STATED EXERCISE: Please revise the entries from the line containing "Where can you find the wooden table" down through the line containing "Where can you find the glazed", swapping each "record" for "write down" and leaving all else untouched. Return only those lines.

=== INFORMATION GIVEN ===

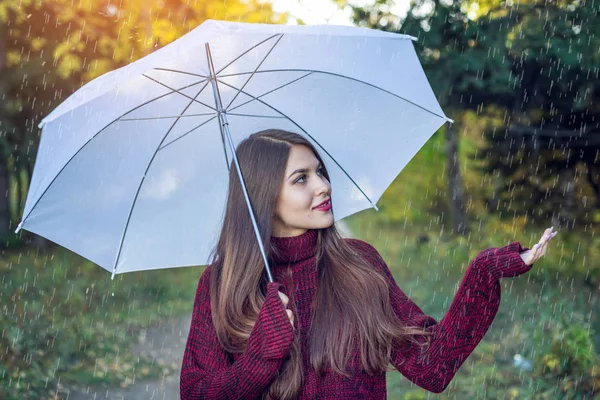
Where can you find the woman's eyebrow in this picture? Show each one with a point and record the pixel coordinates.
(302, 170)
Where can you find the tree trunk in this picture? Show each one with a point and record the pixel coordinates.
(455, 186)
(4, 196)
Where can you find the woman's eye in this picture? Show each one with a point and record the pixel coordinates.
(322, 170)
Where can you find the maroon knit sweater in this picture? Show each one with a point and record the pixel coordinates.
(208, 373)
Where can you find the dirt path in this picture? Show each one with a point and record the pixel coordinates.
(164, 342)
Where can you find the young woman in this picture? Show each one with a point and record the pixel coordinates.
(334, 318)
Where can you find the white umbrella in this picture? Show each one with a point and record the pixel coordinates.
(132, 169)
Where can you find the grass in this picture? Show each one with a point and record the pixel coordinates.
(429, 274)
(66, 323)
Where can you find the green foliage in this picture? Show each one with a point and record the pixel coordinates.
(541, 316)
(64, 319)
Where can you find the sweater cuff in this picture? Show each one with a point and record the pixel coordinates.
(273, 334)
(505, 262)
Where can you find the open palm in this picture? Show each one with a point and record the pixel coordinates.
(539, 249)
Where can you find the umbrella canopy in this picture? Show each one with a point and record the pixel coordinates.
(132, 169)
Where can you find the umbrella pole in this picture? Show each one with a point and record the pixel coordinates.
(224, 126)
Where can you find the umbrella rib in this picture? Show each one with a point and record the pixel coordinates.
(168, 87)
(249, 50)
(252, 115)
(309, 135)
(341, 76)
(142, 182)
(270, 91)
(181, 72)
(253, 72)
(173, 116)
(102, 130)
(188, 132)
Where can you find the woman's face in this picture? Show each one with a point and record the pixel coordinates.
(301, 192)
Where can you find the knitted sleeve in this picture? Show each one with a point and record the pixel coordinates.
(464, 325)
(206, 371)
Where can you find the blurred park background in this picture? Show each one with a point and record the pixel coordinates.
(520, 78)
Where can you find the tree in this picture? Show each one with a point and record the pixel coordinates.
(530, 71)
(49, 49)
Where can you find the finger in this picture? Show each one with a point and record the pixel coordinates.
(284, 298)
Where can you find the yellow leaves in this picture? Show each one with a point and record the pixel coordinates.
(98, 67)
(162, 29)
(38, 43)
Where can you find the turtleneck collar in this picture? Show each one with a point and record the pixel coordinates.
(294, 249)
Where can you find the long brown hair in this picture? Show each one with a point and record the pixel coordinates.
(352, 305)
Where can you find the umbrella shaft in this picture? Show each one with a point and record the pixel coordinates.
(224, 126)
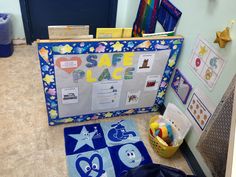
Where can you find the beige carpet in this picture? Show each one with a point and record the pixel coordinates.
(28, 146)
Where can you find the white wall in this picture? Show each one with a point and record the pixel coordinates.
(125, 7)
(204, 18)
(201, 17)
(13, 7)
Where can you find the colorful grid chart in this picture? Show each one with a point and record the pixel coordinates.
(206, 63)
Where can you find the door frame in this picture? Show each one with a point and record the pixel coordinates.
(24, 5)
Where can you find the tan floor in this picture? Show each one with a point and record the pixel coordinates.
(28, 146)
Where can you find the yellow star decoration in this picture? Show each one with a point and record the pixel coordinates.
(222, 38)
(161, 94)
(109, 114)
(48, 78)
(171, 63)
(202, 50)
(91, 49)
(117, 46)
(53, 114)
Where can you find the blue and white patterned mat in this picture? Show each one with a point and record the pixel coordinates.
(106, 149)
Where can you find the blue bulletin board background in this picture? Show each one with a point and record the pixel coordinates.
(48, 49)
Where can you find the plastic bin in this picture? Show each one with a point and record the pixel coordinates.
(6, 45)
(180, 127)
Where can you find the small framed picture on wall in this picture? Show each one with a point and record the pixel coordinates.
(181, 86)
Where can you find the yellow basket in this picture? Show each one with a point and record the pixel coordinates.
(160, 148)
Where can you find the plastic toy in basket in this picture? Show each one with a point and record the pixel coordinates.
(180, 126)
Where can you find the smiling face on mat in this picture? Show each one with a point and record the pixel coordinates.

===
=== INFORMATION GIVEN ===

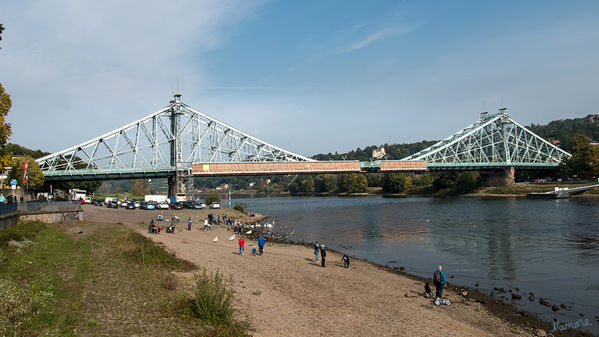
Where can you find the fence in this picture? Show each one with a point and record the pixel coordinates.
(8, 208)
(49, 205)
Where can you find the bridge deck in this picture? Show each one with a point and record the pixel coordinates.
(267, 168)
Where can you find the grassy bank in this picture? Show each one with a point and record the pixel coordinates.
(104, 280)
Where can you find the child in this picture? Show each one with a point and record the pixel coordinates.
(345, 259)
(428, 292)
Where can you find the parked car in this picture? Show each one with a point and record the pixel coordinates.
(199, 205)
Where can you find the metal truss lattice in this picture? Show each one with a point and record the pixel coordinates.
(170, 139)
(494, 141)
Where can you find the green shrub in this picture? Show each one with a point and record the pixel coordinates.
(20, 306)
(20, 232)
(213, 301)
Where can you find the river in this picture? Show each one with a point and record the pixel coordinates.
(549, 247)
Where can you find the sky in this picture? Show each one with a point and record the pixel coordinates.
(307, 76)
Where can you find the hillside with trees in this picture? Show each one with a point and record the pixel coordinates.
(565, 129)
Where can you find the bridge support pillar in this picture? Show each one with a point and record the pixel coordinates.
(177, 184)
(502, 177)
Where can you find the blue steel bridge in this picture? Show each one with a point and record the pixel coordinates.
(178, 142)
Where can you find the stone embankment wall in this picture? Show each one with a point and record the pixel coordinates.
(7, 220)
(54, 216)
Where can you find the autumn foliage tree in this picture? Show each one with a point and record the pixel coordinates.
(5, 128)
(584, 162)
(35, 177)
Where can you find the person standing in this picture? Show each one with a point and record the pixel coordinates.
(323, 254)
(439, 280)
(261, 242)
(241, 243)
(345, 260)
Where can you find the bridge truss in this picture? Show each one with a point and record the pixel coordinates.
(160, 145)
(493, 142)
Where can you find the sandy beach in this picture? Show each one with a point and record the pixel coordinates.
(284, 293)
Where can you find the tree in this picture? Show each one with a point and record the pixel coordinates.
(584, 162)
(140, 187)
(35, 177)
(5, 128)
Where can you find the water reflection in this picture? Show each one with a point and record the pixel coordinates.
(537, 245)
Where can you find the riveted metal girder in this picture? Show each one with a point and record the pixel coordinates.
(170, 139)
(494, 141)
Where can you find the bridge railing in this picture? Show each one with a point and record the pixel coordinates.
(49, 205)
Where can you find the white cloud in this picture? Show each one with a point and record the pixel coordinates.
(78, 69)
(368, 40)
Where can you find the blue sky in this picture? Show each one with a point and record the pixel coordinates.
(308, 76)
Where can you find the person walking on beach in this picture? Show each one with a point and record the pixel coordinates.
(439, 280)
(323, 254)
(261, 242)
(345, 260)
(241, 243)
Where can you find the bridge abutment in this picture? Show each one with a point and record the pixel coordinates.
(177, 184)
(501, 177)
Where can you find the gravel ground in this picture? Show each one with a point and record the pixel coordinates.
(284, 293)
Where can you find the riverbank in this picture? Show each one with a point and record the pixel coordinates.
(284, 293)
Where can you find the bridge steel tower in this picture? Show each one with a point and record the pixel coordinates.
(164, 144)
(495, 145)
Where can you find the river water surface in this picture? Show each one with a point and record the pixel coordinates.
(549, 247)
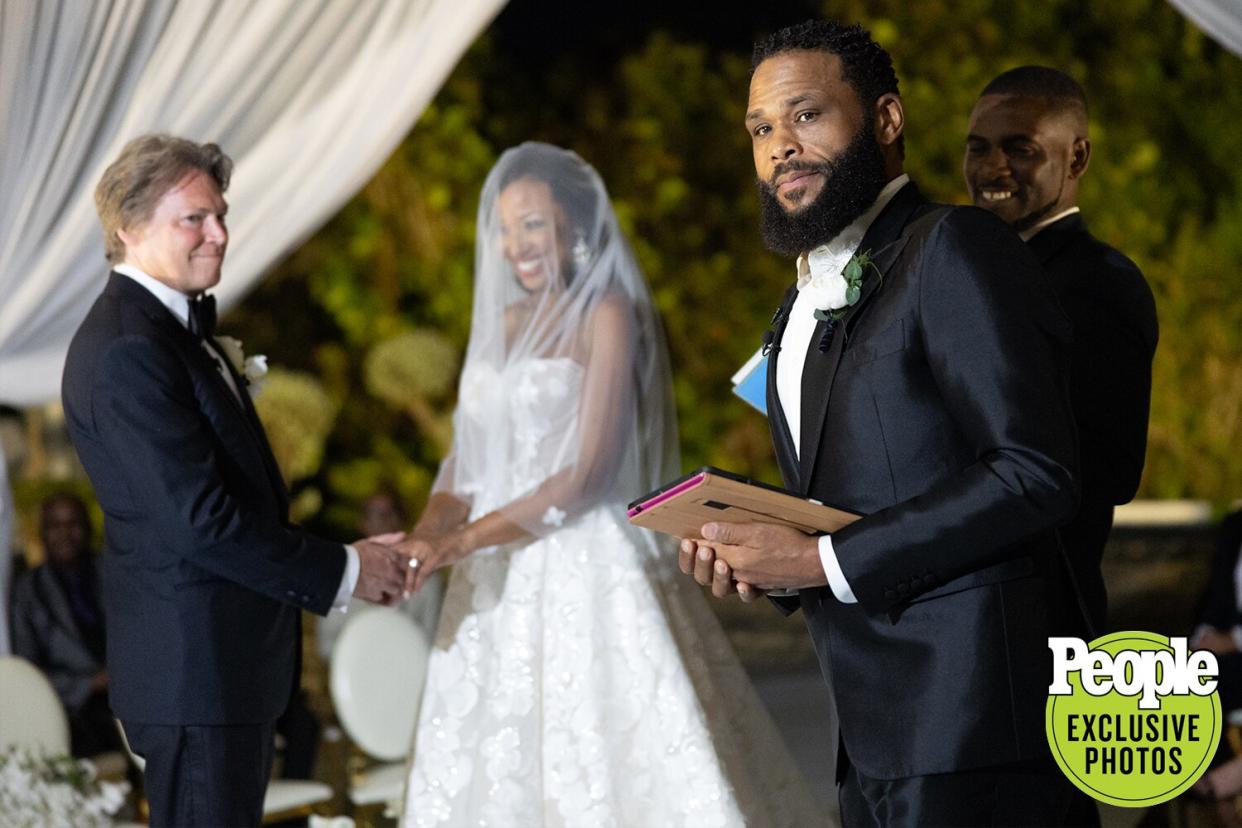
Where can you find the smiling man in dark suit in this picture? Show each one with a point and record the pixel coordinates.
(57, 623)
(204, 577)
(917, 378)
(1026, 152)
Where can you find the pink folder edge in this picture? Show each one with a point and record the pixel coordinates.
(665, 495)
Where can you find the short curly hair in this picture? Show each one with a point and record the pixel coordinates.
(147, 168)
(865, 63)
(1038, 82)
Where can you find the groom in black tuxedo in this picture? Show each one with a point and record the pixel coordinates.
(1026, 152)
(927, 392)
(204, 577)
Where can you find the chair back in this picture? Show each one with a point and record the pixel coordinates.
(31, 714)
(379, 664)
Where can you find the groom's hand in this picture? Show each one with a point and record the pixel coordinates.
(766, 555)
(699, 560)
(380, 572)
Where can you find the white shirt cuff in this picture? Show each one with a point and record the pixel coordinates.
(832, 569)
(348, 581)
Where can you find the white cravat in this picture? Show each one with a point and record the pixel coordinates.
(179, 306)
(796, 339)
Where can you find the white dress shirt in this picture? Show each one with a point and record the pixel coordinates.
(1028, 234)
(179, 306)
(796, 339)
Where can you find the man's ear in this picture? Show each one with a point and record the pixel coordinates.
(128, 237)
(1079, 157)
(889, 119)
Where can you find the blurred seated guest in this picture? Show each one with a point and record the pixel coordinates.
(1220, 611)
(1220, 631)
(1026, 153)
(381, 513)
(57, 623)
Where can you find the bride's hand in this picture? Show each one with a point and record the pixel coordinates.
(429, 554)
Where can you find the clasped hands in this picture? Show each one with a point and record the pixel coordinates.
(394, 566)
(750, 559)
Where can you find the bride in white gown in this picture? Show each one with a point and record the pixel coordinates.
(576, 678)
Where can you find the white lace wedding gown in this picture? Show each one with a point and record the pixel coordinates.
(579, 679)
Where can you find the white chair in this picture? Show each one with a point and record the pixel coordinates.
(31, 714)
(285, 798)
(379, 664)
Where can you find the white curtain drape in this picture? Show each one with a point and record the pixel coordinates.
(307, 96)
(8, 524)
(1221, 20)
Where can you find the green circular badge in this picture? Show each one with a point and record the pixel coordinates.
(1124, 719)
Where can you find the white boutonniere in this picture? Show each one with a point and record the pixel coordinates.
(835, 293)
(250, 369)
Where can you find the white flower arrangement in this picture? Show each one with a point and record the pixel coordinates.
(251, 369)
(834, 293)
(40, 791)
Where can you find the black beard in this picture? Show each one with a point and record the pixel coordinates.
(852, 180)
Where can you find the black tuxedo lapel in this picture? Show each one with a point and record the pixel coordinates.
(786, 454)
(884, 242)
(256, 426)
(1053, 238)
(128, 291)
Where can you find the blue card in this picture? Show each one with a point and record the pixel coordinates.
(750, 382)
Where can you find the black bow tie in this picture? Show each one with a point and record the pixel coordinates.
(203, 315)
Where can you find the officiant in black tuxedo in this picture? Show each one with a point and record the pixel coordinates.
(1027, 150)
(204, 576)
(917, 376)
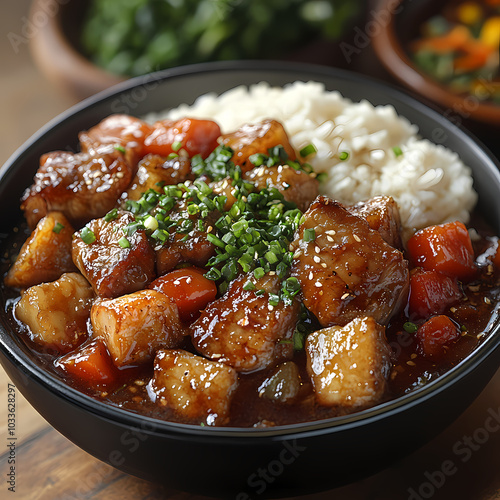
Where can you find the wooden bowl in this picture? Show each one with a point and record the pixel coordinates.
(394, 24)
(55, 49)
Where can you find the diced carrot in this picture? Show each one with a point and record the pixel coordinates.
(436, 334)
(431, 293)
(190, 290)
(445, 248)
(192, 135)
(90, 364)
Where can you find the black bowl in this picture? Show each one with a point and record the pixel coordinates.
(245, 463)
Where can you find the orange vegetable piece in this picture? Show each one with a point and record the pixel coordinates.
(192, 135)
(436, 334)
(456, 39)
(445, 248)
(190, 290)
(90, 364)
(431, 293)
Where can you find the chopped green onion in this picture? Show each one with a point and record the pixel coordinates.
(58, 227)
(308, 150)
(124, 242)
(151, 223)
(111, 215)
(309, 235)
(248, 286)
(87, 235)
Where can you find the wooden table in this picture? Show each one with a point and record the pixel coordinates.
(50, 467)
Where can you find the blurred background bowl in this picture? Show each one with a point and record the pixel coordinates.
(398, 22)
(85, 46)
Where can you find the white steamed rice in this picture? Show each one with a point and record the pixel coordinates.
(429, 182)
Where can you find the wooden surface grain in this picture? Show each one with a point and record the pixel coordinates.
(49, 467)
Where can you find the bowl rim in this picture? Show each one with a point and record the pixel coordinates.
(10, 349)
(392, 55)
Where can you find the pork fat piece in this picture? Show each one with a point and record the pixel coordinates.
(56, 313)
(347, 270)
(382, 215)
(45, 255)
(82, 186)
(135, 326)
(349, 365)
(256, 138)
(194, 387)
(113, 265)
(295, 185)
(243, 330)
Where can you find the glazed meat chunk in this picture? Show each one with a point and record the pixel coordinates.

===

SOLUTION TO THE EXERCISE:
Where can you find the wooden table in this picture? Show each one with a point and write down the pixel coordinates.
(50, 467)
Where can you find the blurred background bowl in this picture? Show each one with a point and write down the pixel coordinates.
(398, 22)
(85, 46)
Where can you find the white steamed rice in this picture? Show each one with a point and write down the pixel coordinates.
(429, 182)
Where can you find the wooden surface grain in this picture? Show each one with a point and write down the pixel coordinates.
(49, 467)
Where can you find the bowl rim in this picture? Show each one with a point and write down the pixel coordinates.
(10, 349)
(392, 55)
Where can you find the pork fat piece in this picture? Show each one with a point and write down the pixel coordinates.
(56, 313)
(347, 270)
(382, 215)
(45, 255)
(82, 186)
(135, 326)
(349, 365)
(256, 138)
(194, 387)
(113, 265)
(295, 185)
(243, 330)
Where can you find the glazed meat chunk in this picture? Show each one with a point and write down the pixel coordinates.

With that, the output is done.